PROVIDED TEXT:

-.-.-

And in its place, it says, okay, this committee that runs the Fed is going to now be the disciplining force on the currency.
Okay, these 12 voting members who run this committee called the Federal Open Markets Committee or FOMC,
these people are going to be like gold.
They're going to decide how much the monetary base should be expanded,
how much it should be shrunk.
So we're going to have the wisdom of a committee basically replace the disciplinary effect of tying it to gold.
And so that's the path that we start down in 1971.
And obviously, there's like an entire literary genre of people saying that that was like the original wrong turn.
Right.
That the moment we switched to fiat currency is when buying power started.
to diminish and dissolve, that in fact, the committee didn't have discipline.
I, you know, and that's for listeners to kind of decide.
I do think putting the power in the committee of the Fed does help give the monetary supply
of flexibility it really needs.
But again, the problem is you have this like seductive impulse to try to use money to
print your way out of problems.

-.-.-

WRITTEN PROBLEM A: In the Federal Reserve passage, rewrite the stretch that begins at the words "They're going to" and stops after "out of problems.", replacing "committee" with "board".
WRITTEN PROBLEM B: According to the Federal Reserve passage, how many voting members run the Federal Open Markets Committee?

RECORDED INFORMATION:
-.-.-

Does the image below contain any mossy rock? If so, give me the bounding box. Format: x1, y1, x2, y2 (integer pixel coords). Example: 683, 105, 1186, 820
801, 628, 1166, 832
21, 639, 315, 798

-.-.-

CORRECT OUTPUT A:
They're going to decide how much the monetary base should be expanded,
how much it should be shrunk.
So we're going to have the wisdom of a board basically replace the disciplinary effect of tying it to gold.
And so that's the path that we start down in 1971.
And obviously, there's like an entire literary genre of people saying that that was like the original wrong turn.
Right.
That the moment we switched to fiat currency is when buying power started.
to diminish and dissolve, that in fact, the board didn't have discipline.
I, you know, and that's for listeners to kind of decide.
I do think putting the power in the board of the Fed does help give the monetary supply
of flexibility it really needs.
But again, the problem is you have this like seductive impulse to try to use money to
print your way out of problems.

CORRECT OUTPUT B: 12